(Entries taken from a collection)
Segment Open

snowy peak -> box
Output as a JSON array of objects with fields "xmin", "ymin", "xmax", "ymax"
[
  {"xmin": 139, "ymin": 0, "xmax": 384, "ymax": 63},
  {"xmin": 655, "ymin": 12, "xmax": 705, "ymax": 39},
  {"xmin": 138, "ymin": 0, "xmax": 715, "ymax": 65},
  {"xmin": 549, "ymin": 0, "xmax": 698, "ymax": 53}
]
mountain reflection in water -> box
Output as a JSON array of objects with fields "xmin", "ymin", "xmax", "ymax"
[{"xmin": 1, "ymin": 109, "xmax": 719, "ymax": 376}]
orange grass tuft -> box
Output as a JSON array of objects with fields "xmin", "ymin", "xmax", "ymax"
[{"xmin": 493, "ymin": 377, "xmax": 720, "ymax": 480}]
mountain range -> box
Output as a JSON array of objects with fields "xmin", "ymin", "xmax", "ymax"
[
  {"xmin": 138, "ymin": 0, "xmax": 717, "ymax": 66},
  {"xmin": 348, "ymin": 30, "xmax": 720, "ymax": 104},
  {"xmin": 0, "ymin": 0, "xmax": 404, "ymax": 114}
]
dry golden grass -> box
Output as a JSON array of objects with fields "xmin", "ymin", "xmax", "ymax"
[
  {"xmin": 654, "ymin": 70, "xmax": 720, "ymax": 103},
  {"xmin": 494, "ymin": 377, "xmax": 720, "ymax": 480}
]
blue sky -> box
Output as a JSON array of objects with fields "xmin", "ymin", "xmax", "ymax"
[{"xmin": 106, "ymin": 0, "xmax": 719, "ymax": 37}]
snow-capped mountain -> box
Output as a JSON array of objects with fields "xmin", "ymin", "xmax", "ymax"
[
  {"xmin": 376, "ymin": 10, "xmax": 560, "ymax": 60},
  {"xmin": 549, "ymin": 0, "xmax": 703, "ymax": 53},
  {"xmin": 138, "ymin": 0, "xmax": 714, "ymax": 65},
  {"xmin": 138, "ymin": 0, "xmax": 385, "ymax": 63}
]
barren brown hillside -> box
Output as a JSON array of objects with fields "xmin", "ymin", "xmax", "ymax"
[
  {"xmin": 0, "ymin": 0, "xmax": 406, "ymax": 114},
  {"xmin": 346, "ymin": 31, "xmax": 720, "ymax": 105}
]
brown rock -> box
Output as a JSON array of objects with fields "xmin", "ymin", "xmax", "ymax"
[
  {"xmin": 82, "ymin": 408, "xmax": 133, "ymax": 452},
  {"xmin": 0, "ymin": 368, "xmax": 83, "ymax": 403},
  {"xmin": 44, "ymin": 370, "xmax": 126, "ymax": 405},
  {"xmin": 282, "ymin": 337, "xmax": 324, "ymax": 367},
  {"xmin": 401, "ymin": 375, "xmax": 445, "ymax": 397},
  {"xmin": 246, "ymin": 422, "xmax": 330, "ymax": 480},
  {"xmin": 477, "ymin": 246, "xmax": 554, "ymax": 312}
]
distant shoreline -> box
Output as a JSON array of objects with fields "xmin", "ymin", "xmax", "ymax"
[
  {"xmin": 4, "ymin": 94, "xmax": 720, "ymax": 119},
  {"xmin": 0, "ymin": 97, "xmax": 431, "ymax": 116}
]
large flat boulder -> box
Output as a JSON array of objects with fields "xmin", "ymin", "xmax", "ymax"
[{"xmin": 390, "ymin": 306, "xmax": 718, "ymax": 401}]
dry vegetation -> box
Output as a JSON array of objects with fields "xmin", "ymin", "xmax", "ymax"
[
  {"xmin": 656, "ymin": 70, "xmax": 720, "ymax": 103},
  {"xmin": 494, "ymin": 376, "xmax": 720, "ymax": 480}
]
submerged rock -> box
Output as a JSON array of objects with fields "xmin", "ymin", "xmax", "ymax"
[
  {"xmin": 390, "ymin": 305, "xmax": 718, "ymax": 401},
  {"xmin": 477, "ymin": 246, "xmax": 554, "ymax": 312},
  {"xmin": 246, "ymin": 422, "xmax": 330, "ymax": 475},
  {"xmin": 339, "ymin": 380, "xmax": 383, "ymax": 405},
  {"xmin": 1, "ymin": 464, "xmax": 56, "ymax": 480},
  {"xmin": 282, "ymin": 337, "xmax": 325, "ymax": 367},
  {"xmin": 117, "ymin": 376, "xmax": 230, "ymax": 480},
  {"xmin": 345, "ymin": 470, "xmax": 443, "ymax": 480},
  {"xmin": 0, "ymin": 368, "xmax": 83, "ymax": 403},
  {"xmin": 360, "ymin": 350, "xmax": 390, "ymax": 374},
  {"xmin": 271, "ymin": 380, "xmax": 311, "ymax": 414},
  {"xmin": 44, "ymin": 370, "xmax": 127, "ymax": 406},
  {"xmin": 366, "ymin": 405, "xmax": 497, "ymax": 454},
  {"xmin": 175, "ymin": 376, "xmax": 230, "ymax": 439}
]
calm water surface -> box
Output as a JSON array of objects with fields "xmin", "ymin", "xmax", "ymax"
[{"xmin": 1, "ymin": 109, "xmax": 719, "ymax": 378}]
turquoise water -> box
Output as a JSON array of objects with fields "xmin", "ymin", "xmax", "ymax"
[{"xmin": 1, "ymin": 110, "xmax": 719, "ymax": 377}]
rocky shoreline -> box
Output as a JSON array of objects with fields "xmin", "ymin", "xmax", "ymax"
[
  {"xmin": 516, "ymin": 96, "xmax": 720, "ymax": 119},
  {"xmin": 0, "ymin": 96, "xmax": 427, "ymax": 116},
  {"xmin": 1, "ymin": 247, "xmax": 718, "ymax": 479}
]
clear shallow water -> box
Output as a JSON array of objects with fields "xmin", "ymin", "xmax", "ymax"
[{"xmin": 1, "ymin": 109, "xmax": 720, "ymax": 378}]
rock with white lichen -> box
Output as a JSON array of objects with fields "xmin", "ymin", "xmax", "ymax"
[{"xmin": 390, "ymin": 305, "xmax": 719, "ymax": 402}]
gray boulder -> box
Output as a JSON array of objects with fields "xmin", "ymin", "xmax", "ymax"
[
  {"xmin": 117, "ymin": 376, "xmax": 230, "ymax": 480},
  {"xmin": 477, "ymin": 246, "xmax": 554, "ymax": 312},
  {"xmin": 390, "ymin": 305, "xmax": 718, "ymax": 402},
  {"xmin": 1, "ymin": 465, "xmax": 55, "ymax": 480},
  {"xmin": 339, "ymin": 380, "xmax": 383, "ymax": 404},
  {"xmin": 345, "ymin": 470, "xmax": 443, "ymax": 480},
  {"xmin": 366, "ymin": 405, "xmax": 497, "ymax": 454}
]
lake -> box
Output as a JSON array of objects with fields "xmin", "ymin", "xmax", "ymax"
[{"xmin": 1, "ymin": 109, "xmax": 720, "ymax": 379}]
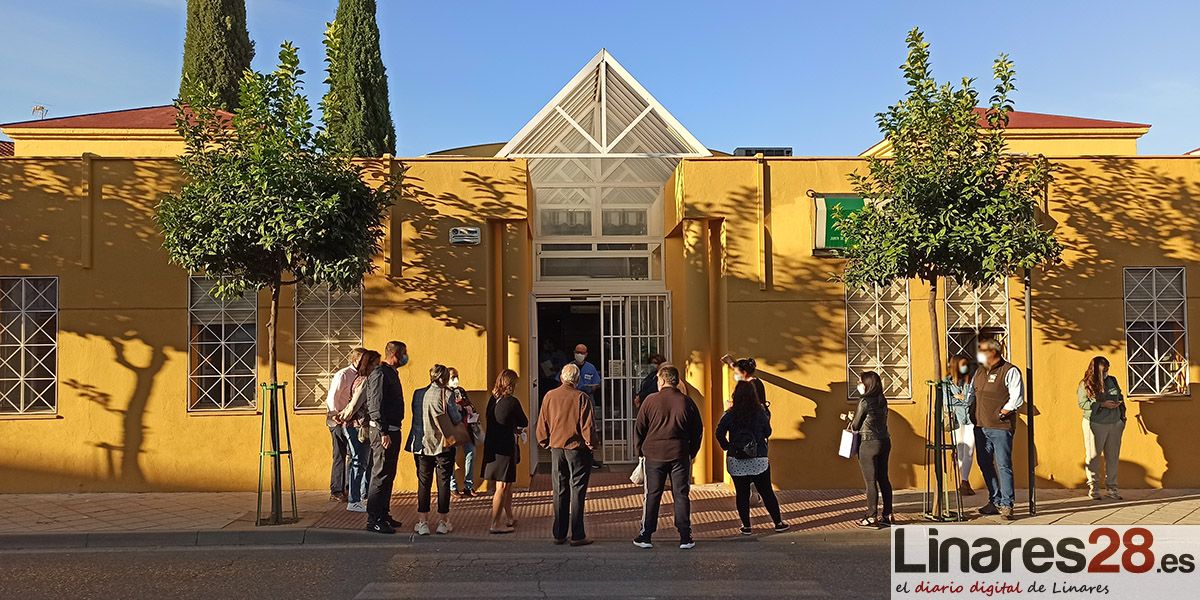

Segment Closed

• [EXERCISE GOAL]:
Of the lines above, retype only those from the line containing "submerged rock -> box" through the line containing "lake -> box", including both, exactly.

• [EXERCISE RESPONSE]:
submerged rock -> box
Output as a JSON array of objects with fields "xmin", "ymin", "xmax", "ymax"
[
  {"xmin": 390, "ymin": 305, "xmax": 718, "ymax": 401},
  {"xmin": 477, "ymin": 246, "xmax": 554, "ymax": 312},
  {"xmin": 246, "ymin": 422, "xmax": 330, "ymax": 475},
  {"xmin": 339, "ymin": 380, "xmax": 383, "ymax": 405},
  {"xmin": 1, "ymin": 464, "xmax": 56, "ymax": 480},
  {"xmin": 282, "ymin": 337, "xmax": 325, "ymax": 367},
  {"xmin": 117, "ymin": 376, "xmax": 230, "ymax": 480},
  {"xmin": 345, "ymin": 470, "xmax": 443, "ymax": 480},
  {"xmin": 0, "ymin": 368, "xmax": 83, "ymax": 403},
  {"xmin": 360, "ymin": 350, "xmax": 390, "ymax": 374},
  {"xmin": 271, "ymin": 380, "xmax": 311, "ymax": 414},
  {"xmin": 44, "ymin": 370, "xmax": 127, "ymax": 406},
  {"xmin": 366, "ymin": 405, "xmax": 497, "ymax": 454},
  {"xmin": 175, "ymin": 376, "xmax": 230, "ymax": 439}
]
calm water surface -> box
Output as a JSON array of objects with fields "xmin", "ymin", "xmax", "ymax"
[{"xmin": 1, "ymin": 109, "xmax": 719, "ymax": 378}]
turquoise water -> box
Output as a JSON array of objects with fields "xmin", "ymin", "xmax", "ymax"
[{"xmin": 1, "ymin": 110, "xmax": 719, "ymax": 377}]
rocky shoreline -> box
Output as a JSON array of objects with fields "xmin", "ymin", "xmax", "ymax"
[
  {"xmin": 516, "ymin": 96, "xmax": 720, "ymax": 119},
  {"xmin": 0, "ymin": 96, "xmax": 427, "ymax": 116},
  {"xmin": 1, "ymin": 247, "xmax": 718, "ymax": 479}
]
clear shallow water -> box
Output as a JSON array of objects with fields "xmin", "ymin", "xmax", "ymax"
[{"xmin": 1, "ymin": 109, "xmax": 720, "ymax": 378}]
rock with white lichen -> box
Output as a JSON array of objects with fields "xmin", "ymin", "xmax", "ymax"
[{"xmin": 390, "ymin": 305, "xmax": 719, "ymax": 402}]
gray boulder -> box
Output as a JSON array of objects with fields "xmin", "ymin", "xmax", "ymax"
[
  {"xmin": 117, "ymin": 376, "xmax": 230, "ymax": 480},
  {"xmin": 477, "ymin": 246, "xmax": 554, "ymax": 312},
  {"xmin": 390, "ymin": 305, "xmax": 718, "ymax": 402},
  {"xmin": 1, "ymin": 465, "xmax": 55, "ymax": 480},
  {"xmin": 339, "ymin": 380, "xmax": 383, "ymax": 404},
  {"xmin": 345, "ymin": 470, "xmax": 443, "ymax": 480},
  {"xmin": 366, "ymin": 405, "xmax": 497, "ymax": 454}
]
lake -> box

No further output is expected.